§ Fragmento seleccionado:
---

Ella también asistió desde dentro al amanecer de la Sociedad Española de Epidemiología, en unos momentos en que lo que hacía falta eran dosis elevadas de trabajo, generosidad, paciencia, corazón y neuronas. Y Alicia tenía de todo ello, y en grandes cantidades, y eso llevaba a que habitualmente se la relegara a un segundo plano, desde el que ella acostumbraba a seguir contribuyendo sin escatimar esfuerzos.
Ya de vuelta a Madrid participó, como siempre con denuedo e inquebrantable tesón, en el desarrollo del Centro Nacional de Epidemiología, donde trabajó hasta su fallecimiento y donde se la reconocía desde su llegada como esa referencia moral y ética. En el Centro, su despacho era un punto de encuentro para cualquiera que quisiera o necesitara algo, o sencillamente deseara compartir un buen momento con ella. Pasábamos muchas personas a contarle cómo había ido el día, o a pedirle consejo sobre algún tema que nos mantenía en vilo; había trabajado en tan amplio espectro de la salud, que su consejo era muy valioso. Daba igual el tema; ella lo analizaba y comprendía, y ayudaba como cada uno de nosotros esperábamos que hiciera. Su mente científica, increíblemente aguda, era un apoyo para muchos y un acicate para la mayoría. Los estudios de mortalidad eran su ocupación nuclear en el Centro Nacional de Epidemiología, pero en las órbitas estaban los verdaderos ejes en los que desplegaba su sabiduría: las desigualdades sociales, las desigualdades en salud por el rol social de ser mujer u hombre… Por ello, el feminismo también le debe mucho a Alicia. Pero es que para ella la política y la lucha por los ideales lo eran todo, y la salud pública y el feminismo formaban parte de ese todo.
Alicia tuvo la virtud, extremadamente difícil, de hacer que, desde su aparente heterodoxia, la ortodoxia política y el rigor científico fueran una norma en su vida, y un ejemplo para quien lo quisiera tomar, en cualquiera de los ámbitos de su actividad. Y también en el ámbito personal.
Era en este ámbito personal en el que Alicia destacó por encima de todos, y eso ya es decir mucho, dada su dimensión descomunal en la salud pública y en la política. Pero es que, como suele decirse, en las distancias cortas era donde desprendía ese magnetismo y esa fascinación que de otro modo tal vez resultaran menos visibles.

---

§ Entradas proporcionadas:
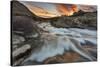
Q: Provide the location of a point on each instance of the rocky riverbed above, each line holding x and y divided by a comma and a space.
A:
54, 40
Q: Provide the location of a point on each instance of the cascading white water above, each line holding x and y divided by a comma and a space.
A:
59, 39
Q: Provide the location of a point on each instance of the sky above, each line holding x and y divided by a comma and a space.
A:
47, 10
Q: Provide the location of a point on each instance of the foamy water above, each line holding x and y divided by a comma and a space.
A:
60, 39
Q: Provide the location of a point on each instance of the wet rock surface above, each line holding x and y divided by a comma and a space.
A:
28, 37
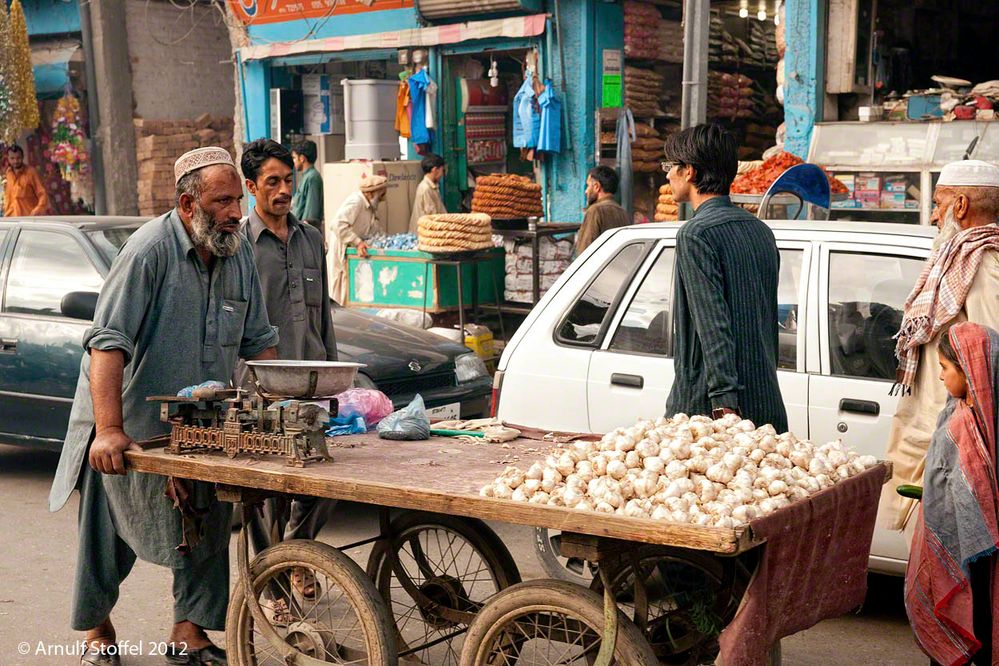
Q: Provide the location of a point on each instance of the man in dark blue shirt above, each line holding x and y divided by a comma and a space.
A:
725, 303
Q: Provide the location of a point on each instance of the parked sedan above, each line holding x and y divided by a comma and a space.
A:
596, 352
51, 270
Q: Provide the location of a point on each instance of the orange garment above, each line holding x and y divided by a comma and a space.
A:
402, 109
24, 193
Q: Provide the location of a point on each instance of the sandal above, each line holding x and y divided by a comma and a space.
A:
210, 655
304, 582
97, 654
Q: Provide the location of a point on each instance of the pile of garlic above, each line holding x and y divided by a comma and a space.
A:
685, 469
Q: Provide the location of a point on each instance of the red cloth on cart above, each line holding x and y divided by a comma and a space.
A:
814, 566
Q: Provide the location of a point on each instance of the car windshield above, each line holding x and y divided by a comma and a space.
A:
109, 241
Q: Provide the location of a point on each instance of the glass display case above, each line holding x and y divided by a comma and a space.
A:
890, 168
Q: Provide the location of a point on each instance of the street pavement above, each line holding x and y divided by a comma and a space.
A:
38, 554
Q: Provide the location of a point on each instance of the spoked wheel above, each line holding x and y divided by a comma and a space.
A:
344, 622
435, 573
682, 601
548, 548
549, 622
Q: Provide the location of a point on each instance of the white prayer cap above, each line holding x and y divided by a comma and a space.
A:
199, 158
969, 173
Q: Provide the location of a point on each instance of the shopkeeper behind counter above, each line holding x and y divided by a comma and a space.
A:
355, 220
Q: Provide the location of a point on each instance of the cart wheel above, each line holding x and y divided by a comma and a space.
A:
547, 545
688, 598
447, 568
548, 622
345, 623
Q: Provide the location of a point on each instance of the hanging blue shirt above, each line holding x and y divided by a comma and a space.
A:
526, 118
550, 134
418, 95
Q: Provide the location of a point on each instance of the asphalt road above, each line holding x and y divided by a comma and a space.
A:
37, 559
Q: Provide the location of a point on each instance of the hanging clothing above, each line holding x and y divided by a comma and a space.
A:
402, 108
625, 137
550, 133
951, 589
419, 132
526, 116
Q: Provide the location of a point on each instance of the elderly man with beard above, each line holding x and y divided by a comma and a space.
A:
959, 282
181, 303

---

§ Tareas:
1. Extrae del texto sobre Alicia, sin cambiar nada, el pasaje que va desde "Alicia tuvo la" hasta "el ámbito personal.".
2. Prolonga el texto sobre Alicia a partir de su última oración.

§ Respuestas:
1.
Alicia tuvo la virtud, extremadamente difícil, de hacer que, desde su aparente heterodoxia, la ortodoxia política y el rigor científico fueran una norma en su vida, y un ejemplo para quien lo quisiera tomar, en cualquiera de los ámbitos de su actividad. Y también en el ámbito personal.

2.
Alicia Llácer era una mujer preocupada por las mujeres de forma universal, pero también de forma particular preocupada por las mujeres y los hombres que tenía cerca y a los que quería, o simplemente apreciaba. Y la generosidad que siempre mostró en su compromiso político y científico se desplegaba con aún mayor intensidad hacia las personas de sus círculos más cercanos.
A pesar de lo férreo de sus convicciones, Alicia no tenía ningún reparo en mostrar comprensión, respeto y curiosidad ante otras formas de ver o analizar la realidad. Escuchaba, y cuando lo veía oportuno, hablaba, con una mezcla de humildad y seguridad que tranquilizaba y convencía. Su perspicacia era enorme, y resultaba muy difícil ocultarle cualquier cosa, porque parecía desarrollar ese sexto sentido que le decía que había algo más. Por eso era nuestra referencia.
Alicia se mantuvo siempre en su sitio, que no era otro que el de la lucha constante y donde se la necesitara. Rigurosa y ortodoxa, Alicia Llácer se rodeaba también de anécdotas, pero nada en ella era anecdótico, todo formaba parte de una personalidad compleja y fascinante, luchadora, comprometida, brillante, generosa y solidaria. Los que tuvimos la fortuna de disfrutarla nunca la olvidaremos, y la salud pública, el feminismo y la política, a los que tanto dio, tampoco deberían hacerlo.